任务要求 A
面试题解析代码在遍历章节时，为什么从 sections[1:] 开始，而不是从 sections 的第一项开始？请依据代码中的说明作答。
任务要求 B
请一字不差地抄写面试题解析代码中的一段：从含有“# 识别问题（以数字开头）”的词句开始，到“re.sub(r'^\d+\.\s*', '', line)”结束。
━━━ 所示原文
#!/usr/bin/env python3
# -*- coding: utf-8 -*-

import json
import re
from typing import List, Dict, Any

def parse_interview_content(content: str) -> List[Dict[str, Any]]:
    """解析面试题内容，转换为问答格式"""
    questions = []
    
    # 按章节分割
    sections = re.split(r'\n# [一二三四五六七八九十]、', content)
    
    question_id = 1
    for section in sections[1:]:  # 跳过第一个空白section
        lines = section.strip().split('\n')
        if not lines:
            continue
            
        section_title = lines[0].strip()
        
        # 提取问题和答案
        current_question = ""
        current_answer = ""
        collecting_answer = False
        
        for line in lines[1:]:
            line = line.strip()
            if not line:
                continue
                
            # 识别问题（以数字开头）
            if re.match(r'^\d+\.', line):
                # 保存上一个问题
                if current_question and current_answer:
                    questions.append({
                        "id": f"q_{question_id}",
                        "question": current_question.strip(),
                        "answer": current_answer.strip()
                    })
                    question_id += 1
                
                # 开始新问题
                current_question = re.sub(r'^\d+\.\s*', '', line)
                current_answer = ""
                collecting_answer = False
            
            # 识别答案（示例答案：或答案：）
            elif line.startswith('示例答案：') or line.startswith('答案：'):
                current_answer = line.replace('示例答案：', '').replace('答案：', '').strip()
                collecting_answer = True
            
            # 继续收集答案
            elif collecting_answer and not re.match(r'^\d+\.', line) and not line.startswith('选择题：') and not line.startswith('填空题：'):
                if not line.startswith('A.') and not line.startswith('B.') and not line.startswith('C.') and not line.startswith('D.'):
                    current_answer += " " + line
        
        # 保存最后一个问题
        if current_question and current_answer:
            questions.append({
                "id": f"q_{question_id}",
                "question": current_question.strip(),
                "answer": current_answer.strip()
            })
            question_id += 1
    
    return questions

def main():
    # 读取土木水利岗位简历数据
    with open('网页未导入数据/土木水利产业/土木水利岗位简历.json', 'r', encoding='utf-8') as f:
        data = json.load(f)
━━━━━━
━━━ 提取数据
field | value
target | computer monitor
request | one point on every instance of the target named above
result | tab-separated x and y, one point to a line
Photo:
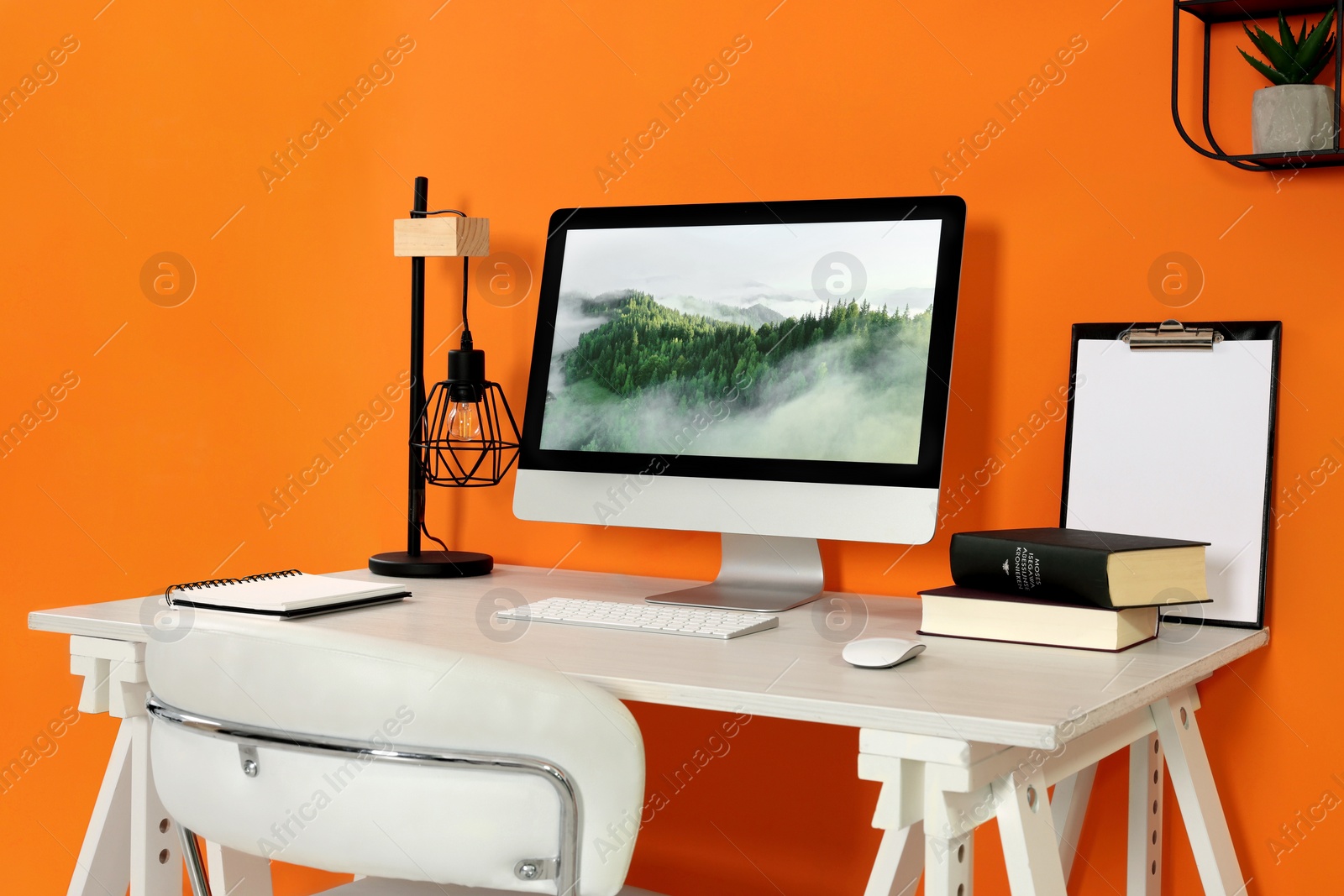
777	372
━━━━━━
━━━ 提取数据
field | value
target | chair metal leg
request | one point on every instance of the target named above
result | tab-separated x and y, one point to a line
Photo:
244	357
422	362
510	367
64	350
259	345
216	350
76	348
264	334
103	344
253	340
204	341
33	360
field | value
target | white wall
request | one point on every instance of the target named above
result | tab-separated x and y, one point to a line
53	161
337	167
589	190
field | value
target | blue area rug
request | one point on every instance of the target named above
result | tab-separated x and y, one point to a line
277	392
━━━━━━
结果 A
因为按章节分割后得到的第一个部分是空白的。代码注释写明“跳过第一个空白section”，所以循环从 sections[1:] 开始。

结果 B
# 识别问题（以数字开头）
            if re.match(r'^\d+\.', line):
                # 保存上一个问题
                if current_question and current_answer:
                    questions.append({
                        "id": f"q_{question_id}",
                        "question": current_question.strip(),
                        "answer": current_answer.strip()
                    })
                    question_id += 1
                
                # 开始新问题
                current_question = re.sub(r'^\d+\.\s*', '', line)